> _Objective 1_:
Shift every bounding-box coordinate in the answers by adding 142 to it. Rewrite all the lines of the listing from its beginning through the line holding "[177,263,203,356]", inclusive, and keep the requests. Leave the pictures out of your answer.

***** Text section *****

Sure! I'll send you a message. 


Azrion/Zhalo said:


> What might you be?


I'm a simple birb.


----------



## Komi (Nov 22, 2017)

I’m interested. PM if you have any questions.


----------



## Larkkenspur (Nov 23, 2017)

Sounds fun! A bit late and I know you've already got plenty of people but one more won't hurt? Maybe?
I'll leave my Discord here in case.
Greggers#5168 (ignore the profile picture for the time being, it's for a server thing.)


----------



## Kezi Avdiivka (Nov 24, 2017)

EMO FURRY said:


> cats do not eat birds might be free food but no they do not the eat mice not birds  not that i have a say in this









YOU LIE


----------



## Paprika (Nov 27, 2017)

Larkkenspur said:


> Sounds fun! A bit late and I know you've already got plenty of people but one more won't hurt? Maybe?
> I'll leave my Discord here in case.
> Greggers#5168 (ignore the profile picture for the time being, it's for a server thing.)


Sure, i'll shoot you a message.


----------



## EMO FURRY (Nov 27, 2017)

Kezi Avdiivka said:


> YOU LIE


I stand corrected


----------

*****

> _Objective 2_:
Answer these questions from the forum thread.
(a) What Discord tag does Larkkenspur leave?
(b) On what date did Komi post?
(c) What does EMO FURRY write in reply to "YOU LIE"?

***** Dataset records *****

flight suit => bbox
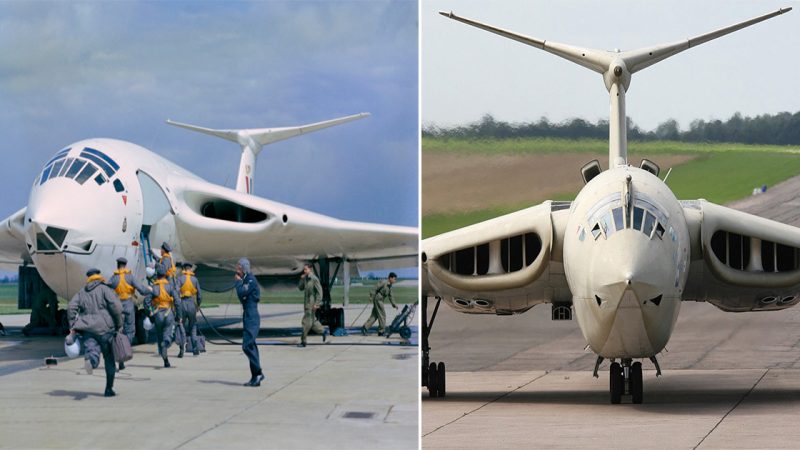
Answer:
[177,270,203,356]
[297,273,325,345]
[145,278,180,367]
[235,270,262,379]
[106,269,150,345]
[361,280,397,334]
[67,271,122,395]
[158,247,186,352]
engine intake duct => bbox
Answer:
[438,233,542,275]
[200,199,269,223]
[711,230,800,273]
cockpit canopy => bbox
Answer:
[34,147,125,192]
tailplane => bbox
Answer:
[439,8,792,168]
[167,113,369,194]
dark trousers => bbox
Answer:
[181,297,197,352]
[83,331,117,389]
[122,299,136,345]
[242,302,261,377]
[154,309,175,359]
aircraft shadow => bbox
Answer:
[47,389,103,401]
[422,389,800,415]
[197,380,244,387]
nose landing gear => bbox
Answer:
[609,359,644,405]
[422,294,447,398]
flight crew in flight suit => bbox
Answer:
[361,272,397,336]
[235,258,265,386]
[67,269,122,397]
[106,258,152,370]
[151,241,186,358]
[297,264,328,347]
[144,264,180,367]
[177,263,203,356]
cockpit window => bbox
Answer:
[587,192,669,240]
[64,159,86,178]
[37,147,125,188]
[55,158,75,177]
[81,147,119,178]
[642,211,656,236]
[611,207,625,230]
[75,163,97,184]
[633,208,644,230]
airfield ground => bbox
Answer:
[0,303,419,449]
[420,142,800,449]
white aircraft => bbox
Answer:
[421,8,800,403]
[0,113,419,334]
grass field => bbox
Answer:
[422,138,800,238]
[0,284,417,314]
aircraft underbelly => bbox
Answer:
[599,295,655,358]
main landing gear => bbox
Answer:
[594,356,661,405]
[422,295,447,398]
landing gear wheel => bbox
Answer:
[428,363,439,398]
[608,363,625,405]
[436,362,447,397]
[630,362,644,405]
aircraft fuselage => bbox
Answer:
[564,166,690,358]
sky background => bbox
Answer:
[0,0,418,232]
[420,0,800,130]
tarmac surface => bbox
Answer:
[420,177,800,449]
[0,304,419,449]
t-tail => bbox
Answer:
[167,113,369,194]
[439,8,792,168]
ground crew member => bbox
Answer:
[234,258,265,386]
[361,272,397,336]
[177,263,203,357]
[22,283,58,336]
[151,241,181,352]
[144,264,179,367]
[67,269,122,397]
[106,258,152,370]
[297,264,328,347]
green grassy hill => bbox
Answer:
[422,138,800,238]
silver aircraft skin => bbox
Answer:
[421,8,800,403]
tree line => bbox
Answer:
[422,112,800,145]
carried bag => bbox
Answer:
[185,333,206,353]
[111,333,133,362]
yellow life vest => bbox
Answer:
[181,270,197,298]
[153,278,174,309]
[114,269,133,300]
[158,250,178,278]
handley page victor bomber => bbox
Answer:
[421,8,800,403]
[0,113,418,334]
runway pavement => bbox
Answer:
[0,304,419,449]
[420,174,800,449]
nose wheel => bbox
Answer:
[608,359,644,405]
[422,294,447,398]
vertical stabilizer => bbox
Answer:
[167,113,369,194]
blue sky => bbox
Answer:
[0,1,418,226]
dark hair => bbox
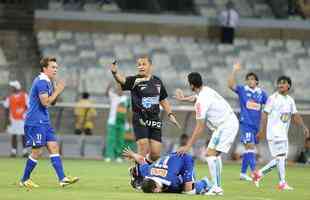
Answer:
[245,72,259,82]
[40,56,56,72]
[277,75,292,88]
[180,133,188,139]
[141,178,156,193]
[82,92,89,99]
[187,72,203,88]
[138,55,152,64]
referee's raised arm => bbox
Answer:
[110,61,126,85]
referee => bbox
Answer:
[111,56,180,162]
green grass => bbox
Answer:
[0,158,310,200]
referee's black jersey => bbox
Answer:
[122,75,168,117]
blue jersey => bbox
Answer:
[139,153,194,192]
[25,73,54,126]
[235,85,267,131]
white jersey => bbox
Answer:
[264,92,297,141]
[195,86,234,130]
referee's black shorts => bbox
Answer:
[132,113,162,142]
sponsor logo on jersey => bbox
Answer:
[246,100,261,111]
[142,96,159,108]
[156,84,160,93]
[280,113,291,123]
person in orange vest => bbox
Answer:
[4,81,28,157]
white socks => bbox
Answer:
[207,156,222,187]
[259,159,277,175]
[277,156,285,184]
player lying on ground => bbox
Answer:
[123,149,211,194]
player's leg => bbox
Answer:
[137,138,150,157]
[133,122,150,157]
[277,140,293,190]
[147,128,162,161]
[10,134,17,157]
[147,139,162,161]
[252,141,279,187]
[115,123,125,163]
[45,126,79,187]
[20,126,46,188]
[21,134,28,158]
[207,115,239,195]
[240,143,256,181]
[207,148,221,192]
[240,125,258,181]
[104,124,116,162]
[20,147,42,189]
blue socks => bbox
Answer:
[50,154,65,181]
[241,150,256,174]
[195,177,212,194]
[21,156,38,182]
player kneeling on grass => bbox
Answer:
[123,149,211,194]
[252,76,309,190]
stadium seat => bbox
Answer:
[35,31,310,101]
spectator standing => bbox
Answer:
[219,1,239,44]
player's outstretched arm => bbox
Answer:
[123,148,146,164]
[228,62,241,91]
[293,113,310,138]
[110,61,126,85]
[173,89,196,102]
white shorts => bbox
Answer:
[208,114,239,153]
[268,140,288,157]
[7,120,24,135]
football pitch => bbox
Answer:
[0,158,310,200]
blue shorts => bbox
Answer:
[240,124,259,144]
[24,124,57,147]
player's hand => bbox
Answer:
[233,61,241,72]
[304,127,310,138]
[256,131,266,141]
[122,147,135,159]
[173,88,184,101]
[176,145,191,155]
[54,80,66,94]
[110,61,118,73]
[168,114,182,129]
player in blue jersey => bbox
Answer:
[123,149,211,194]
[228,63,267,181]
[20,57,79,189]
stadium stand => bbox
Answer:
[37,31,310,103]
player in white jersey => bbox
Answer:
[176,72,239,195]
[253,76,309,190]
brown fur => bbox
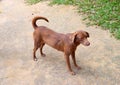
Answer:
[32,16,90,74]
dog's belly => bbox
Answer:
[45,39,64,51]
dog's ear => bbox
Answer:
[85,32,90,37]
[71,32,77,43]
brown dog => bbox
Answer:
[32,16,90,75]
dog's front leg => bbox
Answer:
[71,51,81,69]
[65,53,75,75]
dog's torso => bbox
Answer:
[34,26,75,52]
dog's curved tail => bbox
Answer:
[32,16,49,29]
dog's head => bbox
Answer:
[72,31,90,46]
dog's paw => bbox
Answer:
[70,71,76,75]
[41,54,46,57]
[76,66,81,70]
[33,58,38,61]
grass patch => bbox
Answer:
[25,0,43,5]
[27,0,120,39]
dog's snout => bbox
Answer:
[86,42,90,46]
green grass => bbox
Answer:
[25,0,42,5]
[27,0,120,39]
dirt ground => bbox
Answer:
[0,0,120,85]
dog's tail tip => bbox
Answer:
[32,16,49,29]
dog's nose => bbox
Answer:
[86,42,90,46]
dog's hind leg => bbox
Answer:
[40,43,46,57]
[33,40,40,61]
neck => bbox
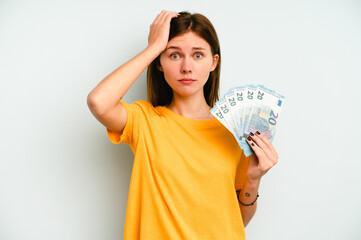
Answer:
[167,92,213,120]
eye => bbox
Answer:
[170,53,179,59]
[194,53,203,59]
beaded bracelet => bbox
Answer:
[236,189,259,206]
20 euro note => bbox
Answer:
[210,105,242,146]
[242,85,285,149]
[225,87,247,138]
[216,97,240,141]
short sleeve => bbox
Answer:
[107,100,141,145]
[234,153,249,190]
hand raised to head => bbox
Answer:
[148,10,179,52]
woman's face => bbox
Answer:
[159,32,219,96]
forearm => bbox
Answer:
[88,46,161,112]
[238,180,261,227]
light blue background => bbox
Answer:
[0,0,361,240]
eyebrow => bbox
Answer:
[165,46,206,51]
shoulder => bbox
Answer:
[125,100,160,116]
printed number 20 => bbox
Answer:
[268,110,278,125]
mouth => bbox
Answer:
[178,78,196,85]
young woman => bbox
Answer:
[87,11,278,240]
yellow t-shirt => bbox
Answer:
[107,100,248,240]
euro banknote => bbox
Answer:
[211,85,285,157]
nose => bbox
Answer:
[180,57,192,73]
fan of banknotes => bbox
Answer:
[210,85,285,157]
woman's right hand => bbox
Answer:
[148,10,179,52]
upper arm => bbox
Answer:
[88,97,127,133]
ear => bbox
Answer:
[211,54,219,72]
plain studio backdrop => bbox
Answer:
[0,0,361,240]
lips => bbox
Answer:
[179,78,196,85]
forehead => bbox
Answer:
[167,32,211,50]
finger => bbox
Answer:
[246,136,265,159]
[256,131,277,158]
[153,10,165,25]
[248,132,275,166]
[160,12,179,24]
[249,132,270,152]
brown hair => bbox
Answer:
[147,12,221,107]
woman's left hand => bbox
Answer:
[247,131,278,181]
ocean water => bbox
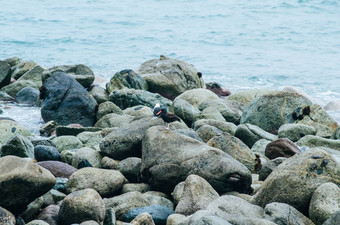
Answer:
[0,0,340,130]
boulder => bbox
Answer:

*****

> _Final result 1_:
flight suit => bbox
Answer:
[319,412,345,498]
[439,415,467,487]
[287,420,322,509]
[377,412,404,521]
[248,411,292,487]
[503,422,539,476]
[209,413,264,537]
[300,389,328,494]
engine intake duct => bbox
Answer:
[580,375,684,417]
[342,341,411,365]
[853,372,942,415]
cockpit canopy => bbox
Answer:
[176,289,267,334]
tailplane => bbox
Answer:
[581,150,934,310]
[309,255,511,336]
dark trousers => bbox
Answer:
[323,439,339,494]
[225,473,259,531]
[264,441,278,487]
[384,444,403,519]
[296,451,317,501]
aircraft shadow => bbox
Answer:
[189,531,245,543]
[564,531,942,557]
[339,522,386,529]
nose landing gear => bbox
Answer:
[751,501,786,547]
[564,436,589,540]
flight crew in flight suit => bbox
Answer:
[503,414,539,478]
[377,400,407,528]
[209,411,264,539]
[248,400,294,512]
[293,383,328,500]
[439,406,470,489]
[286,406,322,509]
[319,405,345,498]

> _Final result 2_:
(a) Greggers#5168
(b) Nov 22, 2017
(c) I stand corrected